Exercise materials:

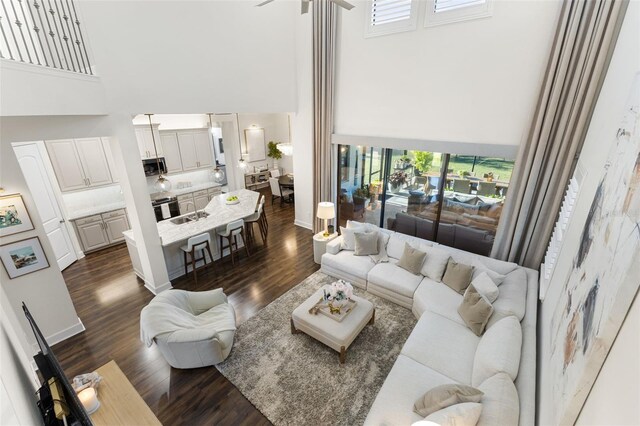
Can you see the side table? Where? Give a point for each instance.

==

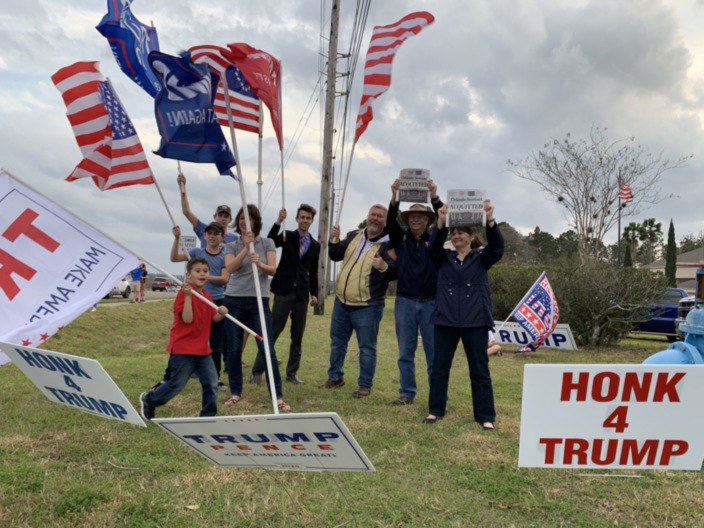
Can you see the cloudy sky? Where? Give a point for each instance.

---

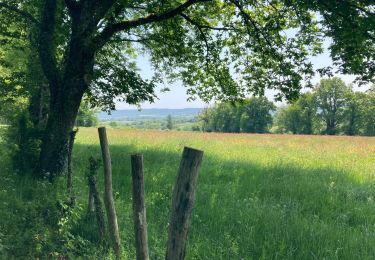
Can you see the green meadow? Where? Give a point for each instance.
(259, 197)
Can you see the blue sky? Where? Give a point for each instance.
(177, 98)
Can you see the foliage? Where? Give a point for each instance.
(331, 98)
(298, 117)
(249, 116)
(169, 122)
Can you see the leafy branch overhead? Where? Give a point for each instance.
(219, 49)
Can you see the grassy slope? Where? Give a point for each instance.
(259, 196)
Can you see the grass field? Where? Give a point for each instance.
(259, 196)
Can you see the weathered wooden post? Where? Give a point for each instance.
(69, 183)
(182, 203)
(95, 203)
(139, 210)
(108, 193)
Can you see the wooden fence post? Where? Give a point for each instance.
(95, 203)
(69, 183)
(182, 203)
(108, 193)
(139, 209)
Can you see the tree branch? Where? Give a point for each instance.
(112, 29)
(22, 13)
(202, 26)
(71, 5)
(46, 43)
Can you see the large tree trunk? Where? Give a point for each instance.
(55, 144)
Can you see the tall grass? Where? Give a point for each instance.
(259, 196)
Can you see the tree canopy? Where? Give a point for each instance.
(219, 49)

Work instructions: Return every line in the listing above that contains the word "branch". Case counts.

Solution for this task:
Can you see the leafy branch overhead? Where? Give a point for each instance.
Can you see the tree branch? Where? Give a point for each instance.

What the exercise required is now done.